Stored data:
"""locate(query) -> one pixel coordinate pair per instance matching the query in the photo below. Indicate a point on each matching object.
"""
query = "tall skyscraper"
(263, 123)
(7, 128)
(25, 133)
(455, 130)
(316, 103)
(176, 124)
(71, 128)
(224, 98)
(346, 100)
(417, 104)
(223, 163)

What is expected:
Can you give every line of the rows above as a JSON list of strings, one string per line, leaving out any blank lines?

Correct result:
[
  "\"\"\"locate(query) -> one pixel coordinate pair per instance matching the query in the photo below. Indicate a point on each matching object.",
  "\"\"\"",
  "query = \"tall skyscraper\"",
  "(263, 123)",
  "(7, 128)",
  "(25, 133)",
  "(455, 130)",
  "(316, 103)",
  "(176, 124)",
  "(71, 128)",
  "(224, 98)",
  "(346, 100)",
  "(417, 104)",
  "(223, 163)"
]